*What is required*. Rewrite the lines below from the line containing "Where can you see the rifle" through the final line, keeping every line in place and shifting each coordinate by adding 106 to both of its numbers.

*Data to process*.
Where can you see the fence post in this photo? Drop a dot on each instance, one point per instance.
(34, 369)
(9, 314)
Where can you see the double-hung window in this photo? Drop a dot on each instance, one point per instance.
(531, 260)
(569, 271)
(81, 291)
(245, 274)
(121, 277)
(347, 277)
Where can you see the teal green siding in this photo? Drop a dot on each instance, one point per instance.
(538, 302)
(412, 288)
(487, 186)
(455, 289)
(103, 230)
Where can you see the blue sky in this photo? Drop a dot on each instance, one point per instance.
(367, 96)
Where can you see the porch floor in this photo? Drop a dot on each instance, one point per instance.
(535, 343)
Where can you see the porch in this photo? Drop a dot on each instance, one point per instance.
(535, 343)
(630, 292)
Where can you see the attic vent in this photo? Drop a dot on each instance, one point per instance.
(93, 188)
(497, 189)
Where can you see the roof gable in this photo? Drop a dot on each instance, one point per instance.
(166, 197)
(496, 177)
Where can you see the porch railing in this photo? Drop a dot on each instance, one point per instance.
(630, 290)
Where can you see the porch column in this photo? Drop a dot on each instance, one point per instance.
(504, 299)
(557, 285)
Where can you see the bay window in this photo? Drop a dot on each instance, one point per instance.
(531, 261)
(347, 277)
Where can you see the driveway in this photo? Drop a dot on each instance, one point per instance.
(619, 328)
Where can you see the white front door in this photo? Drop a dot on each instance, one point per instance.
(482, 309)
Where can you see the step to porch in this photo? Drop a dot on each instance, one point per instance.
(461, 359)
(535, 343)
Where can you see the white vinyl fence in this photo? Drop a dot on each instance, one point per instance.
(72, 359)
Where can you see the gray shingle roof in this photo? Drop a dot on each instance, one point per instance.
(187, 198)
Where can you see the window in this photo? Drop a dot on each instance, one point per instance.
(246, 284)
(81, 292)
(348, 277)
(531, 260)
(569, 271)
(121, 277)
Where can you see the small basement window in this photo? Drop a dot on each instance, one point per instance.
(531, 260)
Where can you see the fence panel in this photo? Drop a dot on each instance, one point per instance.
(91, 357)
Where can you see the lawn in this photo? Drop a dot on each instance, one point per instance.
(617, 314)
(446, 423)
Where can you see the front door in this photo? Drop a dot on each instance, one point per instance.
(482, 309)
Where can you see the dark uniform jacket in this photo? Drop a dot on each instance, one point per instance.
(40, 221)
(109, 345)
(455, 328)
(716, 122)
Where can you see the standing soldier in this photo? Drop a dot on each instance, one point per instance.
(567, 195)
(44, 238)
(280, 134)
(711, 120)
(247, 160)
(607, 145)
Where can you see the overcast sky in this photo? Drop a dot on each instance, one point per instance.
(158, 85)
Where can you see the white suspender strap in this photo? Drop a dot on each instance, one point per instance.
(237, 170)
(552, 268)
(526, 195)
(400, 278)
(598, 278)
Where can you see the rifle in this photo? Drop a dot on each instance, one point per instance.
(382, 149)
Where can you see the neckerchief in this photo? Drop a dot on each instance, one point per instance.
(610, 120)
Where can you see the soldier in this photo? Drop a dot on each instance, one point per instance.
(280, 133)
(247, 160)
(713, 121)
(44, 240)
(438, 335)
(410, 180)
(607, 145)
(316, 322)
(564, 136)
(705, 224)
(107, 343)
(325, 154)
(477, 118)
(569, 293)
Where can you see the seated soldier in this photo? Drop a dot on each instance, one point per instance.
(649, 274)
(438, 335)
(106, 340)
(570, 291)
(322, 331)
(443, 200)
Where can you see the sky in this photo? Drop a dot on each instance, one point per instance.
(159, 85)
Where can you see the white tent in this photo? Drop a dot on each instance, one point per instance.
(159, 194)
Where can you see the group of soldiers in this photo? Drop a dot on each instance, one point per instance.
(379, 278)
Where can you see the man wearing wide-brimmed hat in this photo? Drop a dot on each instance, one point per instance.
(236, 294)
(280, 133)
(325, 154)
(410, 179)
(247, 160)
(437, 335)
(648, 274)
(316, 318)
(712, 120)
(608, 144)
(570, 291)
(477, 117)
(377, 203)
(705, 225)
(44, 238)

*Exercise result*.
Where can you see the rifle in this photo? Drop a dot on each instance, one point per instance.
(488, 255)
Where can you see the neckerchief in this photo? Drop a dot on each instance, one point per instance.
(716, 226)
Where can you see the soldier in this photo? Drop a dot on each instance, one point per instance.
(386, 239)
(353, 266)
(819, 227)
(150, 346)
(544, 441)
(516, 286)
(713, 251)
(422, 428)
(670, 242)
(811, 330)
(213, 449)
(431, 260)
(583, 224)
(675, 399)
Where can you see the seated soldier in this photo? Drop a dot on each instance, one point per instance.
(755, 380)
(544, 441)
(212, 446)
(676, 397)
(428, 437)
(549, 306)
Where can you see the sky in this photo? Drop a dot on each instance, one point per instance.
(265, 191)
Where can you see the white tent in this photo? Drop a dot on each instance, one point per instance.
(265, 300)
Where can you see the group of soldiers in this photo? Drop a dot on each instance, one point per instance.
(485, 384)
Where can you see the man wearing wide-brimmed hat in this photo? Drop a dot on each instance, one point per instance.
(342, 400)
(386, 239)
(431, 260)
(516, 285)
(353, 266)
(543, 441)
(754, 380)
(422, 424)
(818, 226)
(714, 250)
(676, 397)
(583, 223)
(483, 309)
(811, 331)
(150, 344)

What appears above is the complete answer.